Dettes et capitaux : l’appel à une approche différenciée

 

Les flux de capitaux vers les pays émergents et en développement (EMDE) ont fait preuve d’une certaine résilience en 2025. Pourtant, les conditions de financement demeurent restrictives, en raison de la volatilité des marchés et de la persistance de l’incertitude géopolitique.

 

Face à cela, le FMI distingue plusieurs cas de figure. Pour les pays dont la dette est soutenable mais dont le service est coûteux, des solutions temporaires doivent permettre de dégager des marges de manœuvre budgétaires, en attendant que les réformes portent leurs fruits. En parallèle, l’institution poursuit son travail conjoint avec la Banque mondiale dans le cadre de l’approche dite "en trois piliers".

 

Pour les pays confrontés à une dette jugée insoutenable, des mécanismes de restructuration rapides et prévisibles sont indispensables. Le récent Guide de restructuration élaboré dans le cadre de la Table ronde mondiale sur la dette souveraine, ainsi que les indications du G20 sur le traitement de la dette dans le cadre commun, constituent des avancées notables. Toutefois, Gopinath reconnaît que des efforts supplémentaires sont nécessaires, notamment pour inclure les pays à revenu intermédiaire.

 

Stabilité financière : vigilance accrue

 

Malgré un assouplissement des conditions financières depuis avril, les signaux d’alerte restent nombreux. Les valorisations d’actifs repartent à la hausse, certaines institutions financières présentent encore un fort levier, et les marchés obligataires subissent des tensions cycliques.

 

Pour le FMI, la stabilité du système financier reste fragile. Il appelle à un renforcement de la surveillance, notamment vis-à-vis des institutions non bancaires, qui représentent aujourd’hui plus de 50% du secteur. La supervision doit s’adapter à ces acteurs devenus centraux, mais parfois moins régulés.

 

Par ailleurs, l’amélioration des systèmes de paiement transfrontaliers, notamment via les innovations de la fintech, est perçue comme un levier pour soutenir la croissance tout en renforçant la stabilité macrofinancière.

 

L’Afrique, au cœur des priorités

 

À l’occasion de cette réunion tenue sur le sol africain, Gita Gopinath a tenu à rappeler le rôle crucial que le continent peut jouer dans le redressement économique mondial. Dotée d’une population jeune et de ressources naturelles abondantes, l’Afrique possède un potentiel considérable – mais encore trop vulnérable aux chocs externes.

 

Exploiter ce potentiel passe par des réformes économiques ambitieuses, des investissements ciblés, et un accompagnement international renforcé. Le FMI plaide en faveur d’un soutien accru, à travers des financements concessionnels, un appui technique renforcé, et une assistance dans la gestion de la dette. "Nous sommes déterminés à jouer notre rôle", a affirmé Gopinath.

 

Le message du FMI est clair : l’économie mondiale reste debout, mais sur des bases fragiles. Dans ce contexte incertain, l’inaction n’est plus une option. Pour préserver la croissance, éviter les fractures sociales et préparer les économies aux défis de demain, des réformes urgentes sont nécessaires. Cela implique de la volonté politique, de la coordination internationale, et un effort soutenu pour garantir une reprise équitable et durable.

------------------------

**Consigne 1**
Relevez, dans le document source, les formes de soutien accru en faveur de l'Afrique que défend le FMI.
**Consigne 2**
Réécrivez le passage du document source allant de "Exploiter ce potentiel" jusqu'à "a affirmé Gopinath." inclus, en remplaçant "financements concessionnels" par "prêts concessionnels".

------------------------

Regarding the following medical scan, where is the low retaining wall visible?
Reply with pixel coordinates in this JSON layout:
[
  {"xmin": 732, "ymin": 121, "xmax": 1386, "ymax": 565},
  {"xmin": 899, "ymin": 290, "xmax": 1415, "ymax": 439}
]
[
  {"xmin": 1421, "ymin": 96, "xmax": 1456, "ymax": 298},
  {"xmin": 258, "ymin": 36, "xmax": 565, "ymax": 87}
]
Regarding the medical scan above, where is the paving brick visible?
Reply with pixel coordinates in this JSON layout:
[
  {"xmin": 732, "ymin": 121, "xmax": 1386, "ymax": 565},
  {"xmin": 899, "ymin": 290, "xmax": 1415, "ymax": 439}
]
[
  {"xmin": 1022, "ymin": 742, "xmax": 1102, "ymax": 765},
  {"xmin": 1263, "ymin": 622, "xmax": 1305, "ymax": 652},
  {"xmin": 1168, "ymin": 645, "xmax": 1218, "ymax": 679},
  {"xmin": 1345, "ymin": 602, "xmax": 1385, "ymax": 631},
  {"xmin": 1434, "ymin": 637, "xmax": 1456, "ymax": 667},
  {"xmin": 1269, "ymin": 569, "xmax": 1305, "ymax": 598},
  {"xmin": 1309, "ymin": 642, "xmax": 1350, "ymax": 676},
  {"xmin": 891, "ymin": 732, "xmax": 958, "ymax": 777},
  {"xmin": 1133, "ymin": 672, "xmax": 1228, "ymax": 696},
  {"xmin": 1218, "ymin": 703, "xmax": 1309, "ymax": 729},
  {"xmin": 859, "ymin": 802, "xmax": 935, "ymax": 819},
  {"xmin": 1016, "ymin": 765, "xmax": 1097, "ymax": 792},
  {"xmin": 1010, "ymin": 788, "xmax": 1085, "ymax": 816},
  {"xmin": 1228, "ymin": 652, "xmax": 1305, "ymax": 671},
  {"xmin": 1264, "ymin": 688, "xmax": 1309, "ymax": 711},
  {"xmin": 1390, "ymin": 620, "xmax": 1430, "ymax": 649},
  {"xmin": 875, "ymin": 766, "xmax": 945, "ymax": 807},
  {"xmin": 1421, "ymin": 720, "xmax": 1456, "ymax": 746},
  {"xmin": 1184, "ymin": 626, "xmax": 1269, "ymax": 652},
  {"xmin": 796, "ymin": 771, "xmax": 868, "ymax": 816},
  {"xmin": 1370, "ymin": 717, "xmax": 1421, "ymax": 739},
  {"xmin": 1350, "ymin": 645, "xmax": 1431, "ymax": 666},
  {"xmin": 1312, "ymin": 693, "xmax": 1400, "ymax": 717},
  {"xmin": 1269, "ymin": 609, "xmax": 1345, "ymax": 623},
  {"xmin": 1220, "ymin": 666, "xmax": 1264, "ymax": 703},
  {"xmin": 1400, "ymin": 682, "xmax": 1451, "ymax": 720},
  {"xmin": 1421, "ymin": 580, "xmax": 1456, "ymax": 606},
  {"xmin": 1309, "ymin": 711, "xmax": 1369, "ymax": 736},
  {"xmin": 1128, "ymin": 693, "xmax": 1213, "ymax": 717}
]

------------------------

**Réponse complète 1**
- des financements concessionnels
- un appui technique renforcé
- une assistance dans la gestion de la dette

**Réponse complète 2**
Exploiter ce potentiel passe par des réformes économiques ambitieuses, des investissements ciblés, et un accompagnement international renforcé. Le FMI plaide en faveur d’un soutien accru, à travers des prêts concessionnels, un appui technique renforcé, et une assistance dans la gestion de la dette. "Nous sommes déterminés à jouer notre rôle", a affirmé Gopinath.